Whether for profit or social motives - and often both - an increasing number of investors are targeting opportunities in African agriculture. At the same time innovative approaches for deploying aid to support farming businesses linked to smallholders are emerging. This blog provides a snapshot of who is doing what, where and how.

7 June 2012

More thoughts on patient capital

Farming is a tough business. It is especially tough in Africa where infrastructure is often weak, there is a shortage of experienced (commercial) farm management and the wider agribusiness ecosystem – from the availability of inputs to spare parts for machinery – is underdeveloped or missing.

That makes the costs of doing agribusiness in many parts of Africa high. Combine that with the largely uncontrollable risks common to all farming – weather, pests, market price fluctuations – and it is not surprising that few banks will lend to the sector.

TASK INSTRUCTIONS:
Quote the passage on investing in African agriculture word for word, covering everything from "That makes the" down to "to the sector.". The data that comes next is separate material and has no connection to the text on investing in African agriculture.

[Natural-language object grounding data]
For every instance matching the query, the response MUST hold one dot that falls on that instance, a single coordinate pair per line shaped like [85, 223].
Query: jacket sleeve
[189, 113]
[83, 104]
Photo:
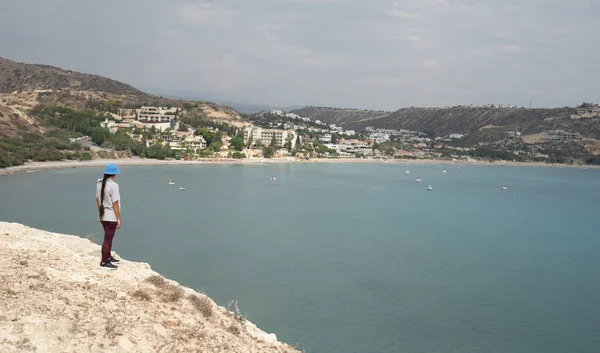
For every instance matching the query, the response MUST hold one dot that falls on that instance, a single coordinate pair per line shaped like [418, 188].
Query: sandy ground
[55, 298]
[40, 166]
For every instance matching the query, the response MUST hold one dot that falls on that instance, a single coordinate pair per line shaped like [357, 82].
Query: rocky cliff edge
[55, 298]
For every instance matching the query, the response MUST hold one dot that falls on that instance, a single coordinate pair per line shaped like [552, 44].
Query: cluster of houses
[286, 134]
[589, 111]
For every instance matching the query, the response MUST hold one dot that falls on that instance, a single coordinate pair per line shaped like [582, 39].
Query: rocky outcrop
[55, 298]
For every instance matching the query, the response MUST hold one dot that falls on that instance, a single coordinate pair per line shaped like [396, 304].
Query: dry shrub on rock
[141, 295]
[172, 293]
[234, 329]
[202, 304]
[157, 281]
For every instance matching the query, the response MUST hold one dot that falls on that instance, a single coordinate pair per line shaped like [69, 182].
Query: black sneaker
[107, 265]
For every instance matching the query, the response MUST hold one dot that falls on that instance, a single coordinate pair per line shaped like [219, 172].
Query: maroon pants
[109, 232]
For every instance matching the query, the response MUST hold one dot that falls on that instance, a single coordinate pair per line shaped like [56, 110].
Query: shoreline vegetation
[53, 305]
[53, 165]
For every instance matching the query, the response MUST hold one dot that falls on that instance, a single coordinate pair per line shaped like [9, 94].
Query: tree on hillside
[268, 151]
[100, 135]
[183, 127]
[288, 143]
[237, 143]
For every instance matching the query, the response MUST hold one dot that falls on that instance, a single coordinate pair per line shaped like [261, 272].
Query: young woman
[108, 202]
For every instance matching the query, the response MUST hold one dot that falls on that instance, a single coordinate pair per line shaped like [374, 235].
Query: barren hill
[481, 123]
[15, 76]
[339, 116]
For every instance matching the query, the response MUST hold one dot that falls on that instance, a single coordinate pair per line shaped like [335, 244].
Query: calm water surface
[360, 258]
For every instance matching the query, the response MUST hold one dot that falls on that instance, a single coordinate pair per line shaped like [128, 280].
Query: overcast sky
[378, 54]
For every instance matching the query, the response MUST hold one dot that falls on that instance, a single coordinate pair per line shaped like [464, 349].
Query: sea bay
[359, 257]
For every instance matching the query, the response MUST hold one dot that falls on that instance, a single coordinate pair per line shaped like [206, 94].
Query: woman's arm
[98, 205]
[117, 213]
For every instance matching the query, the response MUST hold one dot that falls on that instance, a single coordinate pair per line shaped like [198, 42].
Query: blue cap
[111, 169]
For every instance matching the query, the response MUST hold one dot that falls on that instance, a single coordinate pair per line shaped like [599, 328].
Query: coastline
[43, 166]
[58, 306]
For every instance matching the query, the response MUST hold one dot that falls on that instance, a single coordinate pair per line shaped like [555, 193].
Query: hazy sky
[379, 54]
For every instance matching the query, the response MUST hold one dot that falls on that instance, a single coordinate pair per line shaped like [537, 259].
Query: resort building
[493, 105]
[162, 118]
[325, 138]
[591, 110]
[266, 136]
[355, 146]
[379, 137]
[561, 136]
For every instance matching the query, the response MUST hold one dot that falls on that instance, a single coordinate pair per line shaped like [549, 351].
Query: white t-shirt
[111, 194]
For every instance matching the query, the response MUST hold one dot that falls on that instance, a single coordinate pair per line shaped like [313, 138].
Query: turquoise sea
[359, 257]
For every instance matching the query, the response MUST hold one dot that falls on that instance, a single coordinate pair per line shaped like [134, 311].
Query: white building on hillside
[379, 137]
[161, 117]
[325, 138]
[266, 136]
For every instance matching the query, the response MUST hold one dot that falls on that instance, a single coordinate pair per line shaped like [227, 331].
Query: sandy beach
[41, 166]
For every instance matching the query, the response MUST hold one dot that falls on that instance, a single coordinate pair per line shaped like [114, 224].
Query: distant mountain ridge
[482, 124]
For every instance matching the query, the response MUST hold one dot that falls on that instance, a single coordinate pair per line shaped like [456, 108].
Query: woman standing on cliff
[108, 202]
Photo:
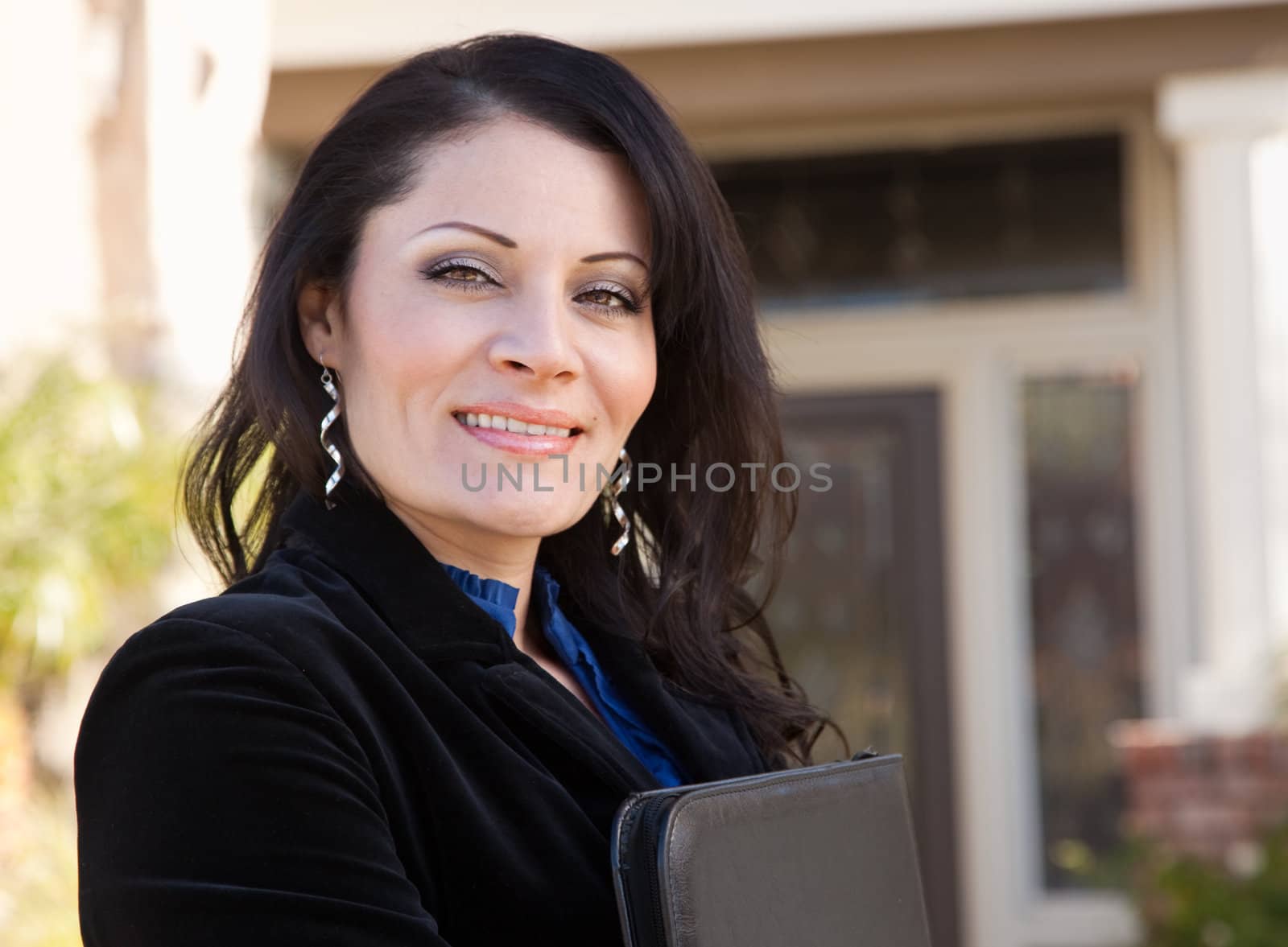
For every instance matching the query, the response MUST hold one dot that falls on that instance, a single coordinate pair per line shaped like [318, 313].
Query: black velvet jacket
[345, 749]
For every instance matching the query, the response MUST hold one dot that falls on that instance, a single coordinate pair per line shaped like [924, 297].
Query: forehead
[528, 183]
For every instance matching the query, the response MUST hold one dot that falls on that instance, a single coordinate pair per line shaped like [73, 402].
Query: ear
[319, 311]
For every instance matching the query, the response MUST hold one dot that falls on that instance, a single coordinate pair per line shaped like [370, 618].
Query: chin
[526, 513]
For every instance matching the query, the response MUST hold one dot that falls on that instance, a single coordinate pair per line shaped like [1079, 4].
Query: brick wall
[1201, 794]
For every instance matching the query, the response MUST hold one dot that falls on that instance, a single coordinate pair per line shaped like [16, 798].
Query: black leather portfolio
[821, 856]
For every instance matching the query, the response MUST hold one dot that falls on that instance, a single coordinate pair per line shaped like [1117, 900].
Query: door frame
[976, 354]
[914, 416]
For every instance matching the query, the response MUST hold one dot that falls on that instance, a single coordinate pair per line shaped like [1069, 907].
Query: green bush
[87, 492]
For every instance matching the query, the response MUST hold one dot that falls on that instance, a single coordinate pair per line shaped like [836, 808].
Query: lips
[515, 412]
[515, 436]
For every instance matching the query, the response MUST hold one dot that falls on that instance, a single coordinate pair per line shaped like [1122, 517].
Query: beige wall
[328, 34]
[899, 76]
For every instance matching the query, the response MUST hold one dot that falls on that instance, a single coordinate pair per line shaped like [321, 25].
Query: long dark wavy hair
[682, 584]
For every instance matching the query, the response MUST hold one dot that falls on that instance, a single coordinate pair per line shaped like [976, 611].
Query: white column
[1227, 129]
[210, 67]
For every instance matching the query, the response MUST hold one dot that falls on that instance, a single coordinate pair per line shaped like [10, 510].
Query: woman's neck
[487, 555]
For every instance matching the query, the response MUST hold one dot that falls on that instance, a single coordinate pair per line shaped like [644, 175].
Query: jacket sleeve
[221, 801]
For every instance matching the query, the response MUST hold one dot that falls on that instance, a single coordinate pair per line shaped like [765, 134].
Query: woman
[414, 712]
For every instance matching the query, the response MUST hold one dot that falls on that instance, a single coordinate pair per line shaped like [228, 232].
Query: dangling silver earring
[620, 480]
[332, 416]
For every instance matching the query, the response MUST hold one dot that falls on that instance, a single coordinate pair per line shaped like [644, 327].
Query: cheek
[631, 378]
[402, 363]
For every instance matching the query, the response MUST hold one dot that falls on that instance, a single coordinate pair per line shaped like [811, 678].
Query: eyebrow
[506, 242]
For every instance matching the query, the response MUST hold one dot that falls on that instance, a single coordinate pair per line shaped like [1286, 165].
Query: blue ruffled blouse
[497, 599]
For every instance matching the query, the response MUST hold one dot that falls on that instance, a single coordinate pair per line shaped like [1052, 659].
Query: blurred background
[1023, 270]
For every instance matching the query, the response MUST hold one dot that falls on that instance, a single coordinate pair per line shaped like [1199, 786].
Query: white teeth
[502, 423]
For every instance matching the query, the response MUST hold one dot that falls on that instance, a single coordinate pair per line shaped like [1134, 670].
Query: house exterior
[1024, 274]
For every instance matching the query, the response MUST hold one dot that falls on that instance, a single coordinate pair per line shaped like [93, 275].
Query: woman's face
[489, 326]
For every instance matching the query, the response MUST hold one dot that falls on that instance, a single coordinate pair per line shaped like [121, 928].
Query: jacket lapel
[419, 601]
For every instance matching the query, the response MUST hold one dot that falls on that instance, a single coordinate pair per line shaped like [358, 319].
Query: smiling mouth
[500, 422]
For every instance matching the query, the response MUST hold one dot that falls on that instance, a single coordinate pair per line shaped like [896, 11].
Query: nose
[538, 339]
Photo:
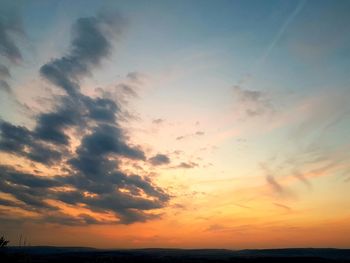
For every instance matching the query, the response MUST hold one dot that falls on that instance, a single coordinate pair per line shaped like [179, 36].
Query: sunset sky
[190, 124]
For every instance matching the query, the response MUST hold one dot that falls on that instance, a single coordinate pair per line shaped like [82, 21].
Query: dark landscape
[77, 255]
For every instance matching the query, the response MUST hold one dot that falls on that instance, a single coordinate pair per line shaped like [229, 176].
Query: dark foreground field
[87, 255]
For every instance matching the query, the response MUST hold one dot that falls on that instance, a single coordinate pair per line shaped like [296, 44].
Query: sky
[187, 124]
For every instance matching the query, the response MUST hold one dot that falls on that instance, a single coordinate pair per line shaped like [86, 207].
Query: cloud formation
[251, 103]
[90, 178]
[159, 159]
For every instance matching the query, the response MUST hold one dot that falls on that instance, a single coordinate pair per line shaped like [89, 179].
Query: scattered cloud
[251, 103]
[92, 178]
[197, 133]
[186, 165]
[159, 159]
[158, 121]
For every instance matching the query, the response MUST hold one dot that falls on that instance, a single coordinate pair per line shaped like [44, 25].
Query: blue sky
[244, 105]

FINAL ANSWER:
That makes the costs of doing agribusiness in many parts of Africa high. Combine that with the largely uncontrollable risks common to all farming – weather, pests, market price fluctuations – and it is not surprising that few banks will lend to the sector.